What you have to do
Turn everything from the start of the entries down through the line that contains "M245 148L244 148L244" into a two-column CSV with the headers item_text and answer, one row per entry. Put each value in a single quoted field with line breaks changed to spaces, and leave the pictures out.

▶

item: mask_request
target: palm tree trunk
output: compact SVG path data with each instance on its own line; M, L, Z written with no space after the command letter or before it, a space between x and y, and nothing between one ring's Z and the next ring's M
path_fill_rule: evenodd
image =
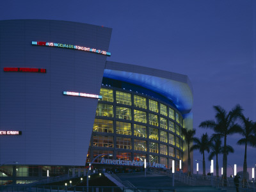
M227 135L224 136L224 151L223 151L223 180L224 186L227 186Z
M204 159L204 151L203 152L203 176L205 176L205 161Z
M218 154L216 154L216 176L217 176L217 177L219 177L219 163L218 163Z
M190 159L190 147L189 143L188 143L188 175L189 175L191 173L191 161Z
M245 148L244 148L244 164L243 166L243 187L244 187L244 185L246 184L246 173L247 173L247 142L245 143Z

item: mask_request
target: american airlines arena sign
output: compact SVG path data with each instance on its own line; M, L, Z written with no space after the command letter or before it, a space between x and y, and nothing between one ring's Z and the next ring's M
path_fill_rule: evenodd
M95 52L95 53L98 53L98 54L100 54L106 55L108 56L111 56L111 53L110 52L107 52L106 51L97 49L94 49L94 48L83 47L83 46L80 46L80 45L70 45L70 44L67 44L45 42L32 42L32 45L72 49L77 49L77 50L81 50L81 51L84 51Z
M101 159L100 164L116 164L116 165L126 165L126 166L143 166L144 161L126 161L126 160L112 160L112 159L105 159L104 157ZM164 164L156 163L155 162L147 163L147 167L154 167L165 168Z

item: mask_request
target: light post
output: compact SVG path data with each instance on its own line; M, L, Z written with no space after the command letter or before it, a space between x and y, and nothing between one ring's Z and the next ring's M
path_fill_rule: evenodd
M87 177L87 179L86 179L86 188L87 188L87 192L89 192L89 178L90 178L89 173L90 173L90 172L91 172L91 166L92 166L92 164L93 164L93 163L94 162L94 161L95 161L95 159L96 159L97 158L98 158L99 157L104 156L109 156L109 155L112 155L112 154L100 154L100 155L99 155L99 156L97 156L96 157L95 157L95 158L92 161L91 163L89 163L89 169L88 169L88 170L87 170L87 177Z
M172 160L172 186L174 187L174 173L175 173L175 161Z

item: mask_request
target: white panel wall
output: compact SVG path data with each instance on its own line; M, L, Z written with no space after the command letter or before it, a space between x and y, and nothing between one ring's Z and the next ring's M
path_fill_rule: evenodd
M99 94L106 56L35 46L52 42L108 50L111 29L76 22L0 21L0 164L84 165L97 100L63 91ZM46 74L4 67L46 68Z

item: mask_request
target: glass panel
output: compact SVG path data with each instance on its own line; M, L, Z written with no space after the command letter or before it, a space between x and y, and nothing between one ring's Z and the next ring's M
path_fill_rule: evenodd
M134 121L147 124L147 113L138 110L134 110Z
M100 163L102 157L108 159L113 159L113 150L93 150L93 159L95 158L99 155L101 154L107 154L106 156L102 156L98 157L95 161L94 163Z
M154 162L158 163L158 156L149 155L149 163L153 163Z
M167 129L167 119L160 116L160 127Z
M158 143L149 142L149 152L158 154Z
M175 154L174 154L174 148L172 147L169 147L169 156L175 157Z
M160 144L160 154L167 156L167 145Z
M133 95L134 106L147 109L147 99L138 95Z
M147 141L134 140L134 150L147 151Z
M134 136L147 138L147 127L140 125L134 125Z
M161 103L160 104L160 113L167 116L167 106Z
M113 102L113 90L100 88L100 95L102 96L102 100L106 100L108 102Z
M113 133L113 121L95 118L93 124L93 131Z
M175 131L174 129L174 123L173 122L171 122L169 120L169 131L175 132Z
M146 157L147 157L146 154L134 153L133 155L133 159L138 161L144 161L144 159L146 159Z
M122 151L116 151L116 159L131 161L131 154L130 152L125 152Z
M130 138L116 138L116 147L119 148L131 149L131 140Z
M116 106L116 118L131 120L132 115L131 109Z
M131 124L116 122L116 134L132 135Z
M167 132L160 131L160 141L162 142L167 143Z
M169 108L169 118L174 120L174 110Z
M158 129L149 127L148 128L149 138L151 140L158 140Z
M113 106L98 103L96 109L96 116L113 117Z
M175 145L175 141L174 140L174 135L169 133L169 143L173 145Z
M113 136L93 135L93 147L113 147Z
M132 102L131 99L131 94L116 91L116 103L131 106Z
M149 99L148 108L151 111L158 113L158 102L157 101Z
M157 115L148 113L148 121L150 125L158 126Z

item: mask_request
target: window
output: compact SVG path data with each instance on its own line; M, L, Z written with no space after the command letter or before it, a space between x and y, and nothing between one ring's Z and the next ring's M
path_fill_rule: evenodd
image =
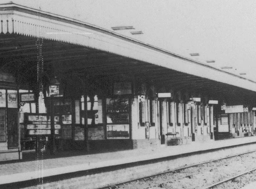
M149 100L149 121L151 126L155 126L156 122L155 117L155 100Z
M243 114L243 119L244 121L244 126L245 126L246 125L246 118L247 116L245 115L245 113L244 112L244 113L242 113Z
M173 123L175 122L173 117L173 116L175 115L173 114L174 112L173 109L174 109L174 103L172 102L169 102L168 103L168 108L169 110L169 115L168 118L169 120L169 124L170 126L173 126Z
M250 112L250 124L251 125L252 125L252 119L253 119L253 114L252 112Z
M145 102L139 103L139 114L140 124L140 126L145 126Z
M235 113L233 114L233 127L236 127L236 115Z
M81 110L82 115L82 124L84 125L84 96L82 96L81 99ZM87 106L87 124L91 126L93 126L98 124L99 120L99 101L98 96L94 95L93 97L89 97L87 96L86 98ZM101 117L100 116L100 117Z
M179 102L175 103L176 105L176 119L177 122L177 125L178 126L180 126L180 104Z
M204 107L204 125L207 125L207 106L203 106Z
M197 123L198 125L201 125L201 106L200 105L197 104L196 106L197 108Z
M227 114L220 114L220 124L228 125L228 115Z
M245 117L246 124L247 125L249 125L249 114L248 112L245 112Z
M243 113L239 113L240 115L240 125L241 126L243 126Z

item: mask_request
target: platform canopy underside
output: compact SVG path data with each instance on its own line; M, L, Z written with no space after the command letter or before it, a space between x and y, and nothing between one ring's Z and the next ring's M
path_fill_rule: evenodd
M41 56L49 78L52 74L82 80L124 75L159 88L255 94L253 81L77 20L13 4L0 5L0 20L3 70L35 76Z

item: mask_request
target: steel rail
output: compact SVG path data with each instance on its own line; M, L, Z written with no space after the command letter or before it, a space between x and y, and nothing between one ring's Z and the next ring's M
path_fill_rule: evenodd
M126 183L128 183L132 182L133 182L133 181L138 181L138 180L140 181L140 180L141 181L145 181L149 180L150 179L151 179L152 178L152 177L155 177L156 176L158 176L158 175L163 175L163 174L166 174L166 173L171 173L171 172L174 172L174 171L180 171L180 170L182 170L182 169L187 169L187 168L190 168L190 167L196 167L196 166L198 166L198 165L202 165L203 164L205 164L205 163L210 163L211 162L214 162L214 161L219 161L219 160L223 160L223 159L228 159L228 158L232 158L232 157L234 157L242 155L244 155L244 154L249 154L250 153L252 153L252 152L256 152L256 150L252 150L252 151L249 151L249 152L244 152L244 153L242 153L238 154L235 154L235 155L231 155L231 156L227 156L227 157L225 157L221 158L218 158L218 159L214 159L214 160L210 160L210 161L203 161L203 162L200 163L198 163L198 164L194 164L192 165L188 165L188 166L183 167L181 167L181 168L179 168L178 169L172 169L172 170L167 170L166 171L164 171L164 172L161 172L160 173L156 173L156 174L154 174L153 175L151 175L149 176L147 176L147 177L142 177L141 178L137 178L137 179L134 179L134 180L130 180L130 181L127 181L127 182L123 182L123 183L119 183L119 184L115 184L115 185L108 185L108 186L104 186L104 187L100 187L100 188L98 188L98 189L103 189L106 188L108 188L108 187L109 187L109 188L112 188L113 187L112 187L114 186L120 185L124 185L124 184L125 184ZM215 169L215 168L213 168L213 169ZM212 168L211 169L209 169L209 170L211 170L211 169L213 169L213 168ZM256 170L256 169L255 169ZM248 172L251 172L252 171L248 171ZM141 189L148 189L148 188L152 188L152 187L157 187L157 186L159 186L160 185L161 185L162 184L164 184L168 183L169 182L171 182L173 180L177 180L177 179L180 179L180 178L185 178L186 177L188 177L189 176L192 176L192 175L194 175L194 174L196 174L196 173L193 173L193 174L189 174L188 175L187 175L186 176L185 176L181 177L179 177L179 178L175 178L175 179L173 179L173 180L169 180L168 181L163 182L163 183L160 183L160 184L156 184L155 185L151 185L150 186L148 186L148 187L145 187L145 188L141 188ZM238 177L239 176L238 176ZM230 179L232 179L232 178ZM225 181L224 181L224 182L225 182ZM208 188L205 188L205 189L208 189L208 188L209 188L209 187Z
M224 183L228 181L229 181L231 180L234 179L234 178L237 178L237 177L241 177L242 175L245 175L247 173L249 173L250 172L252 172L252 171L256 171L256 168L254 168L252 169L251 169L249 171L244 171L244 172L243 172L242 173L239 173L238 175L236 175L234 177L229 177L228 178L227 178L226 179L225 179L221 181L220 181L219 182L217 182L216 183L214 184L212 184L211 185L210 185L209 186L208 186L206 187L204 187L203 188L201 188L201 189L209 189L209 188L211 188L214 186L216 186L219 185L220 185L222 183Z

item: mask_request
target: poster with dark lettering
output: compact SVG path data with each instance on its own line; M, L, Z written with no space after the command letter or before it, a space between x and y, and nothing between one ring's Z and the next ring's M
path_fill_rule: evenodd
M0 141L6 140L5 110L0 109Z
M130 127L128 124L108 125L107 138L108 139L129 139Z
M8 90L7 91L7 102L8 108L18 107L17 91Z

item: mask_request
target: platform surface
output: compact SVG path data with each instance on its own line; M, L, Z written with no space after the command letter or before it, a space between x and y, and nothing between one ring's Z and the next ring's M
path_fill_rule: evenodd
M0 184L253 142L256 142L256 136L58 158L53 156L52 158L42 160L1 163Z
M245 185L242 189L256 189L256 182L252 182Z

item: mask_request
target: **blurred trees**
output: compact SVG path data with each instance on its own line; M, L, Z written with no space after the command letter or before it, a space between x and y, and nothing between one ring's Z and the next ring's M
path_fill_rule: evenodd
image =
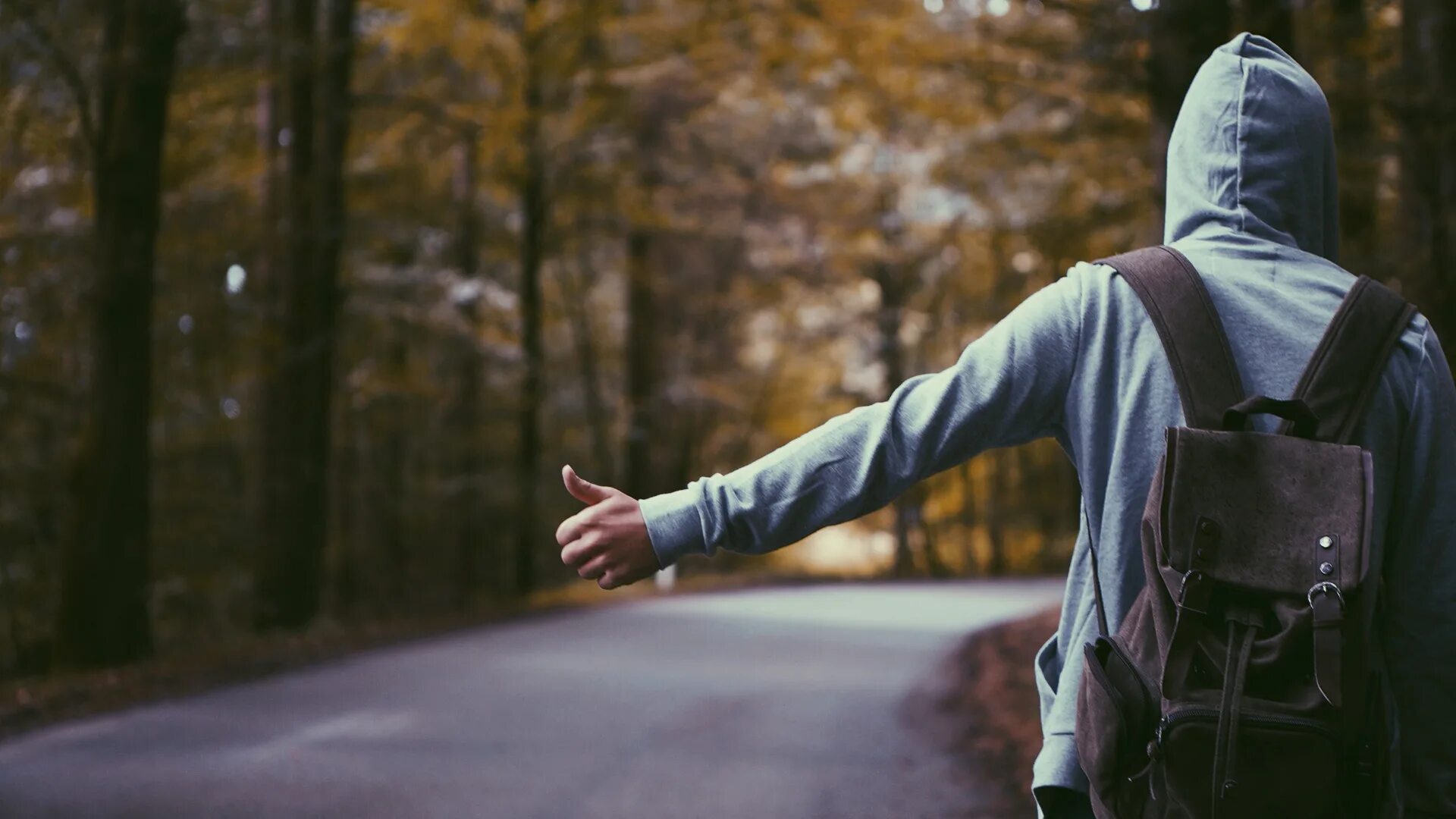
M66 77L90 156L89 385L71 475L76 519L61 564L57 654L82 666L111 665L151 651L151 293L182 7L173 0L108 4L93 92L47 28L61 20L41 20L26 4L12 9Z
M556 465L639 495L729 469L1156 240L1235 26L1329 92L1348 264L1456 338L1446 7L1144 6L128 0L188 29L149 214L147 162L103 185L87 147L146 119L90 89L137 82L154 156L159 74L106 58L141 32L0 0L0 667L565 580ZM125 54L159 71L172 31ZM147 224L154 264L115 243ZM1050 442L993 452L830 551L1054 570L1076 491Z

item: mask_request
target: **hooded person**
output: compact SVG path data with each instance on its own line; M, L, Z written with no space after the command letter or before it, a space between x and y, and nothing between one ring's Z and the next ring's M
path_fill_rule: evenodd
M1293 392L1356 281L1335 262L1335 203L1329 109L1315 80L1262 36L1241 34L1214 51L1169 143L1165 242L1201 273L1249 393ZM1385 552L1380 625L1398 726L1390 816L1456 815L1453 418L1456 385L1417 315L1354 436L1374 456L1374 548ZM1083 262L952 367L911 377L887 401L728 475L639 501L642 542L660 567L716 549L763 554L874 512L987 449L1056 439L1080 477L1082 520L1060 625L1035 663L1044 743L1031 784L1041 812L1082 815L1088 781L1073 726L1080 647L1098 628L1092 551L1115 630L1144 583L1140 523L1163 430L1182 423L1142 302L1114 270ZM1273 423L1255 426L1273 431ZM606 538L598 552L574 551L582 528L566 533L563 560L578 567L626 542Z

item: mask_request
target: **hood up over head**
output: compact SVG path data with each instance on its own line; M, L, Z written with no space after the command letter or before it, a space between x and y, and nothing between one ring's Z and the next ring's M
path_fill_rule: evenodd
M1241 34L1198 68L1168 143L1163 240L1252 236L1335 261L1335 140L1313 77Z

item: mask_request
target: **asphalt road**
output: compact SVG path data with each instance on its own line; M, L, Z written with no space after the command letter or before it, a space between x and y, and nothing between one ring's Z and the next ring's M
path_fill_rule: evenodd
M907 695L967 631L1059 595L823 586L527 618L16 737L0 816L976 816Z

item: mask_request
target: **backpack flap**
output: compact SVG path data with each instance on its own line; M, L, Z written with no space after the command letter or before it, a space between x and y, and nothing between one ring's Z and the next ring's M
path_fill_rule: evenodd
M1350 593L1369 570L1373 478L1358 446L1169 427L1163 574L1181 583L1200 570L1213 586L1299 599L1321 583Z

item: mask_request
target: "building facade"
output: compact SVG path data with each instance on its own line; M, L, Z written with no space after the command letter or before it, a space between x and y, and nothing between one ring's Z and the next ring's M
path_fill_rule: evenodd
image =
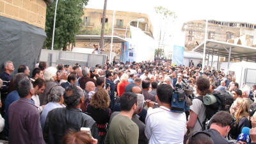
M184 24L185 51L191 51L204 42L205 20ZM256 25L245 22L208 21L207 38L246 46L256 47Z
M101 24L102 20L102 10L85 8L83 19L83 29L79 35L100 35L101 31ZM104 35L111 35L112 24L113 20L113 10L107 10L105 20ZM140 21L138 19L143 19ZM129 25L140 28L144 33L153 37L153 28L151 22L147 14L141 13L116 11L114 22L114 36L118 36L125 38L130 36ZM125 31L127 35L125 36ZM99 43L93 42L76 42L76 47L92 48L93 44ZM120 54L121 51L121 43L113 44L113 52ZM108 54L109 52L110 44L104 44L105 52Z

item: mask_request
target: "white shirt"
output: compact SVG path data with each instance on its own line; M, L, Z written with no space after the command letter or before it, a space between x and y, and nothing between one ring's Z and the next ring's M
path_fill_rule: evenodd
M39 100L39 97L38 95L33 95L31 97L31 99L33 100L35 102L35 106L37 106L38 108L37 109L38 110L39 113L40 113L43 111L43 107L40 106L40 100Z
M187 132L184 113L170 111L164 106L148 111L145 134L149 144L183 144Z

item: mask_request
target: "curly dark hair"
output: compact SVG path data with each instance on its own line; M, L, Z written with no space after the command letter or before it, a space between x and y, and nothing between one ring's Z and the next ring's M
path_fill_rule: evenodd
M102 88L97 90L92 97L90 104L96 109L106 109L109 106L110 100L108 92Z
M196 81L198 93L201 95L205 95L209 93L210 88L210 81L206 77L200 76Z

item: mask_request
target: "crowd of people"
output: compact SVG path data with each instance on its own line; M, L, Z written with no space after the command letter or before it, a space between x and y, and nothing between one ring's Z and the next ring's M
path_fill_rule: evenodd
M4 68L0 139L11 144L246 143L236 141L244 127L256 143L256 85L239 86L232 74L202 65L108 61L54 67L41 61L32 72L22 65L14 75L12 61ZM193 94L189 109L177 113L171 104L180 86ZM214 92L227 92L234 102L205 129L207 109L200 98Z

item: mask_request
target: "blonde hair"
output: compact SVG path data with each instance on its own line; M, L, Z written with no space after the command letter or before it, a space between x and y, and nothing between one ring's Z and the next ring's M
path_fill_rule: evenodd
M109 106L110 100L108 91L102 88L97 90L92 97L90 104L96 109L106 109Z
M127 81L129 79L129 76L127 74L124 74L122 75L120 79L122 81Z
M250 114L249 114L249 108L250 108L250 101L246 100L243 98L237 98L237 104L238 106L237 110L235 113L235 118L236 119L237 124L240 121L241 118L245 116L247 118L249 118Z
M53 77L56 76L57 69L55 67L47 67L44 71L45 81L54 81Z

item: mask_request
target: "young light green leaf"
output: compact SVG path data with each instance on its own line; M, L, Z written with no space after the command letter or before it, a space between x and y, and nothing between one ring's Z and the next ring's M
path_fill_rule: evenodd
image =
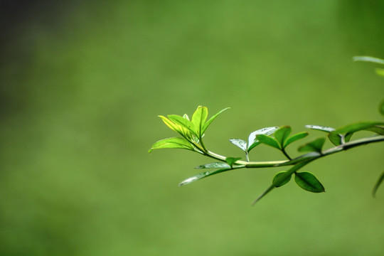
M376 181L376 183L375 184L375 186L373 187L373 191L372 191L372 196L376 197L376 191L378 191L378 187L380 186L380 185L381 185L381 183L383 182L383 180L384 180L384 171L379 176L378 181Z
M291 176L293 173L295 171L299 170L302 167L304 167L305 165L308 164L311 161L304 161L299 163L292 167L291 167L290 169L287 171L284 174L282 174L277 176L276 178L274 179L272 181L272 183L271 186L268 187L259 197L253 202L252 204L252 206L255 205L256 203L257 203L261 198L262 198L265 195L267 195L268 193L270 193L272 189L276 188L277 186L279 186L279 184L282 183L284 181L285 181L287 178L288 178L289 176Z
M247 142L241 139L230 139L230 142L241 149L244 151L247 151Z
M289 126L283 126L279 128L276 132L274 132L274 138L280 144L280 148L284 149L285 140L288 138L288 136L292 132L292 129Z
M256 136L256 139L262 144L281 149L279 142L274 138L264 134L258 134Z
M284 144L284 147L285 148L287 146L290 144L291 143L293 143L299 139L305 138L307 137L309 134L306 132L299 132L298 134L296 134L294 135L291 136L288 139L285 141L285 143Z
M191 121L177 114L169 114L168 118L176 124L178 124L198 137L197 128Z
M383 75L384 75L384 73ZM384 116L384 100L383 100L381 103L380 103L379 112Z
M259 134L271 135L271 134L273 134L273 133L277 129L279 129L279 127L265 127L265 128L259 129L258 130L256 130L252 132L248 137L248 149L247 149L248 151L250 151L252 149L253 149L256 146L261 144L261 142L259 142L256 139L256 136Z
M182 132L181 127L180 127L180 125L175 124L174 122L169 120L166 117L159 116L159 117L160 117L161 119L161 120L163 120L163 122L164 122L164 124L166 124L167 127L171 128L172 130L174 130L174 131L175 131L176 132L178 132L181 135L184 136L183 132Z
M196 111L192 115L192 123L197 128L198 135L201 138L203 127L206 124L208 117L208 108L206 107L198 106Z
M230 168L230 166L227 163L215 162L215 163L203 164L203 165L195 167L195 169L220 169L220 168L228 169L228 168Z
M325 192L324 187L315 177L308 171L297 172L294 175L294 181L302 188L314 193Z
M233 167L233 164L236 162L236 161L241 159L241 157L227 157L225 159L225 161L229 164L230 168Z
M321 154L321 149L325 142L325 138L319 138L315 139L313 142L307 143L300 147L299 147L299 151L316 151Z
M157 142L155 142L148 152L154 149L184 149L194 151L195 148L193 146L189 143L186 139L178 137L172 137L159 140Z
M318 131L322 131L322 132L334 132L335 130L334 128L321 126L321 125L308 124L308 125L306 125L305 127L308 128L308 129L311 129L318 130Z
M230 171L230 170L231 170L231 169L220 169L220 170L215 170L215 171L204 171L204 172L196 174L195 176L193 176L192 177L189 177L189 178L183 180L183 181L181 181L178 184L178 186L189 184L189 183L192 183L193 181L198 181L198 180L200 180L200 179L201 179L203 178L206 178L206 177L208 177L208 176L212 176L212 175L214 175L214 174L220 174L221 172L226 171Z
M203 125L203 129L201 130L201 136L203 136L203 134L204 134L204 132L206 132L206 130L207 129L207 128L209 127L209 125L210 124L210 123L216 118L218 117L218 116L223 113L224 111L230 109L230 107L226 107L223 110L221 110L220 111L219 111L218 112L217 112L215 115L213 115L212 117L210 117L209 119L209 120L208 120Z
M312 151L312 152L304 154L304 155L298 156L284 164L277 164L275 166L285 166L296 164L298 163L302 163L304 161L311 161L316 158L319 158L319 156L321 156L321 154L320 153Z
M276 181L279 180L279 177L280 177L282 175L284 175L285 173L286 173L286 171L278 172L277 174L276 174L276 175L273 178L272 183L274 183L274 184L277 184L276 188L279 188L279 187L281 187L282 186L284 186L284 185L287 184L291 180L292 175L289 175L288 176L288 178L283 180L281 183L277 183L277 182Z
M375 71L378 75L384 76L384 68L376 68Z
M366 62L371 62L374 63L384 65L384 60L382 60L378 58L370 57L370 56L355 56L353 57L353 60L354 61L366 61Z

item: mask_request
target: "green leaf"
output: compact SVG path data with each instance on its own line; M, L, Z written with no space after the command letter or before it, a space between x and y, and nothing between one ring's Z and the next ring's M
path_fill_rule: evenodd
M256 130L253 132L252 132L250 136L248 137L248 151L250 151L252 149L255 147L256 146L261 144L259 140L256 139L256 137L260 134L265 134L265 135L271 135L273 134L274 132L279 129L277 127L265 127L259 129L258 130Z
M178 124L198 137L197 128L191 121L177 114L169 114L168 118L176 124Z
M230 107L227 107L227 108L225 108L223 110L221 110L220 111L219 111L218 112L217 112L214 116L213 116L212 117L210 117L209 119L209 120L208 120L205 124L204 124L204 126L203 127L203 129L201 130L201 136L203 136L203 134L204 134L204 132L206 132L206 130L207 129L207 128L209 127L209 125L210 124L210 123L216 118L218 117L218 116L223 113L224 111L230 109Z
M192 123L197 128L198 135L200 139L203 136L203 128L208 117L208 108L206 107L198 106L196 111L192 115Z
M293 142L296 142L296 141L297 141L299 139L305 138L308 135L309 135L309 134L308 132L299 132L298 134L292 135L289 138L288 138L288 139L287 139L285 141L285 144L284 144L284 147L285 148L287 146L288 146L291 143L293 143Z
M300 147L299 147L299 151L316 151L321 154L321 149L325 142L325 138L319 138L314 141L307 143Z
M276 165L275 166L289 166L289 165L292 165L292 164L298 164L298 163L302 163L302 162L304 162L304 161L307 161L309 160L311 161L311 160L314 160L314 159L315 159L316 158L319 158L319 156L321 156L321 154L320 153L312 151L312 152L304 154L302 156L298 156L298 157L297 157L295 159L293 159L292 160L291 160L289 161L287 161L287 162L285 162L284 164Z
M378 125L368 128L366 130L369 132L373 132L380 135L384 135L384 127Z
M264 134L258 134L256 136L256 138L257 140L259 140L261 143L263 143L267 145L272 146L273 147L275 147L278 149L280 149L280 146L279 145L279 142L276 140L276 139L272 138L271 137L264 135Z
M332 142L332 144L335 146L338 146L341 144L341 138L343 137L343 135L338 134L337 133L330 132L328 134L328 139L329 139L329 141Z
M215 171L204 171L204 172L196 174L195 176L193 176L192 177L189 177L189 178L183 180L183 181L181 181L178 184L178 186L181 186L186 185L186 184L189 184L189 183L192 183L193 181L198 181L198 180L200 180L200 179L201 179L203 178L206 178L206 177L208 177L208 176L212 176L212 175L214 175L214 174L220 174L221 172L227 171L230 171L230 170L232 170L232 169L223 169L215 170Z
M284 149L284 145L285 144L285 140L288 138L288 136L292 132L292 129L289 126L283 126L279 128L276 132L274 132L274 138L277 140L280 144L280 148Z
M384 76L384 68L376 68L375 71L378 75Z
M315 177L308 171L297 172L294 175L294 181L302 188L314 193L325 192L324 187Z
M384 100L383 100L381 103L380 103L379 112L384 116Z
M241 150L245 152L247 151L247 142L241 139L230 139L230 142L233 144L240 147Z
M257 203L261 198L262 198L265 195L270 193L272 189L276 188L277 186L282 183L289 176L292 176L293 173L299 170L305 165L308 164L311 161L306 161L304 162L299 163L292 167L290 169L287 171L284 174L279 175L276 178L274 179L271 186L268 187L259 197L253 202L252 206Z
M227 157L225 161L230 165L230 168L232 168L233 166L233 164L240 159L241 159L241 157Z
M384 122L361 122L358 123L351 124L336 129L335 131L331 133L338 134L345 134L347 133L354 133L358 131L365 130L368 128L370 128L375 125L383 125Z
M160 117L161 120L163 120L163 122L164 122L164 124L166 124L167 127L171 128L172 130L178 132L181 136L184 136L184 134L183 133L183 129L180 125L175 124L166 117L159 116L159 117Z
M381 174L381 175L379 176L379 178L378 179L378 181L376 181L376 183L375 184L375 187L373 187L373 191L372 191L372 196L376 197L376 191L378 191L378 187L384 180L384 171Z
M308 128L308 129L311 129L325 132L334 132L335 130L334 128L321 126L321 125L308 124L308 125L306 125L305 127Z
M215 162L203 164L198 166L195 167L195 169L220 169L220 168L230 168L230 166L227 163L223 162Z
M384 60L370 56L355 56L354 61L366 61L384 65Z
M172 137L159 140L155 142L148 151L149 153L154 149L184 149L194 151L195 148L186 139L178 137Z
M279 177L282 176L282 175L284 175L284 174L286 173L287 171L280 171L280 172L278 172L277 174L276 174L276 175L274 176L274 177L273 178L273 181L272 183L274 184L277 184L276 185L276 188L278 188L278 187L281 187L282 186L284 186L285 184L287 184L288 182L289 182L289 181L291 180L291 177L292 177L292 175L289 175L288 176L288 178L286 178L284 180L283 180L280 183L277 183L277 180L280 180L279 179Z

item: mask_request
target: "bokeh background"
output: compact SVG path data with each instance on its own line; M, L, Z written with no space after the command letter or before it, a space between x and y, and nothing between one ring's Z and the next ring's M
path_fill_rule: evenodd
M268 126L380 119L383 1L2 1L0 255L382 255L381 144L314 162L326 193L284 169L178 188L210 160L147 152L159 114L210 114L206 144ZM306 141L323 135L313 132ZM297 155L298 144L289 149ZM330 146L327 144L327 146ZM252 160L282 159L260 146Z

◀

Solution for this problem
item_text,answer
"item: mask_request target: palm tree trunk output: compact SVG path data with each instance on its own line; M, L, Z written with no space after the command letter or before it, a space between x and y, and nothing between one ring's Z and the next ring's M path_fill_rule: evenodd image =","M227 135L224 136L224 151L223 151L223 180L224 186L227 186Z M204 159L204 151L203 152L203 176L205 176L205 161Z M218 154L216 154L216 176L217 176L217 177L219 177L219 163L218 163Z M190 159L190 147L189 143L188 143L188 175L189 175L191 173L191 161Z M245 148L244 148L244 164L243 166L243 187L244 187L244 185L246 184L246 173L247 173L247 142L245 143Z"